Where the defendant claims as grounds for a dismissal of the complaint a delay between the time a crime is committed and he is charged or arrested, the test is not by rules applicable to speedy trials, but by whether the defendant has been denied due process of law. (People v. Archerd (1970) 3 Cal.3d 615, 91 Cal.Rptr. 397, 477 P.2d 421.)
However, “[r]egardless of whether defendant's claim is based on a due process analysis or a right to a speedy trial not defined by statute, the test is the same, i.e., any prejudice to the defendant resulting from the delay must be weighed against justification for the delay.” (Scherling v. Superior Court (1978) 22 Cal.3d 493, 505, 149 Cal.Rptr. 597, 585 P.2d 219, fn. omitted.)
The testimony of prosecution witnesses, Officers Berman and Athan, at the hearing on defendant's motion to dismiss for lack of a speedy trial amply support a finding that the delay was not caused by unreasonable conduct on their part and was further justified in view of the defendant's conduct.

========

(Questions to answer)
**1)** List every reporter citation that the pretrial delay passage gives for the two cases it cites.
**2)** Carry the passage on pretrial delay and due process forward from its last sentence.

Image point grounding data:
========

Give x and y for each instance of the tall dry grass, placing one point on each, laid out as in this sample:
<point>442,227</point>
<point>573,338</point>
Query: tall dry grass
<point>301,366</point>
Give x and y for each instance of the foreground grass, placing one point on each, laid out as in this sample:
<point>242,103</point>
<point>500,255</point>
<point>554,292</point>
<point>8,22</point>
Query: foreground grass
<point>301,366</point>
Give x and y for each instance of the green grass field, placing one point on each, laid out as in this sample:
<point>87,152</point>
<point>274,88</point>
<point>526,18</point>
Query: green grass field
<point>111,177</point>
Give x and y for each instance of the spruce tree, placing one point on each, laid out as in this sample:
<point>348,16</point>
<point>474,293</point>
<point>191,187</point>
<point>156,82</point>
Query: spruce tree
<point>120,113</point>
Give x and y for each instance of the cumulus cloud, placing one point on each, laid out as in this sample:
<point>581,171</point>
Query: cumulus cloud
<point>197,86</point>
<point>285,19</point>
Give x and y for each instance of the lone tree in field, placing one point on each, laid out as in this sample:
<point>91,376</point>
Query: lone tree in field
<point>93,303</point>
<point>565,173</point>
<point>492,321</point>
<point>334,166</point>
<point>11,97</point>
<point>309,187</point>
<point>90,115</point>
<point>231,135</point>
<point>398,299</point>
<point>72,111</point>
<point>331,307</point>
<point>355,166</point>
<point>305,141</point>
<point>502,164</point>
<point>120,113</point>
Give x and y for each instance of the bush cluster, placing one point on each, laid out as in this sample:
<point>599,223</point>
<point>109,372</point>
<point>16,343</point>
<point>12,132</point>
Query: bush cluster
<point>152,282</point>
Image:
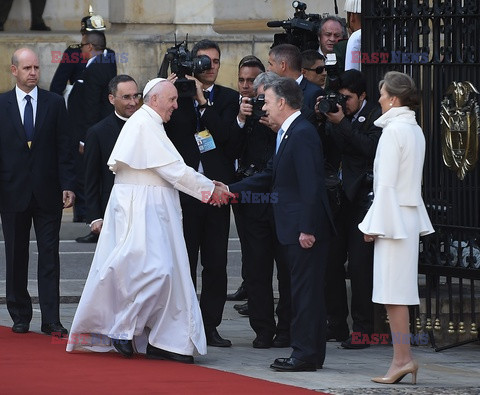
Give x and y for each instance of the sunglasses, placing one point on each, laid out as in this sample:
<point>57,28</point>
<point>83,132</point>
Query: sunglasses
<point>318,70</point>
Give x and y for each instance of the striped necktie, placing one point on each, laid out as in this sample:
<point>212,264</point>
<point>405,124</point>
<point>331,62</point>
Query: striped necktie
<point>28,120</point>
<point>279,138</point>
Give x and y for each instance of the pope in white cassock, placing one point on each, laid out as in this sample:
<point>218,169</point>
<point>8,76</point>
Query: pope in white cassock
<point>139,294</point>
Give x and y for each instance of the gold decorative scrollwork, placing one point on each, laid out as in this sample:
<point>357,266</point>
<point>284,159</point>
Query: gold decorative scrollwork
<point>460,116</point>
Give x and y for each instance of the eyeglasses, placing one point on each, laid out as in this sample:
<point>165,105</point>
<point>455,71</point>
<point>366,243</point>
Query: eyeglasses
<point>318,69</point>
<point>136,96</point>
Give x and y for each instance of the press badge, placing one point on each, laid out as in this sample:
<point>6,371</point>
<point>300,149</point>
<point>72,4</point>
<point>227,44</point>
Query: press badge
<point>205,141</point>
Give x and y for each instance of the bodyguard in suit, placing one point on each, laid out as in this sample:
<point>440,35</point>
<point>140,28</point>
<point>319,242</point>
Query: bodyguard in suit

========

(Outputs in order)
**1)**
- 3 Cal.3d 615
- 91 Cal.Rptr. 397
- 477 P.2d 421
- 22 Cal.3d 493, 505
- 149 Cal.Rptr. 597
- 585 P.2d 219

**2)**
It can reasonably be inferred from both the prosecution witnesses and the admissions of the defendant and his father that defendant knew he was wanted by the Torrance Police Department but departed the jurisdiction to evade arrest and prosecution. The Torrance Police Department acted reasonably in attempting to apprehend the defendant by employing all normal resources available to them and obtaining the assistance of law enforcement authorities in the Riverside-Palmdale area. Defendant's mother and brother also apparently knew for most of the delay period where defendant could be reached as discovered independently by the police but did not assist the police in contacting defendant.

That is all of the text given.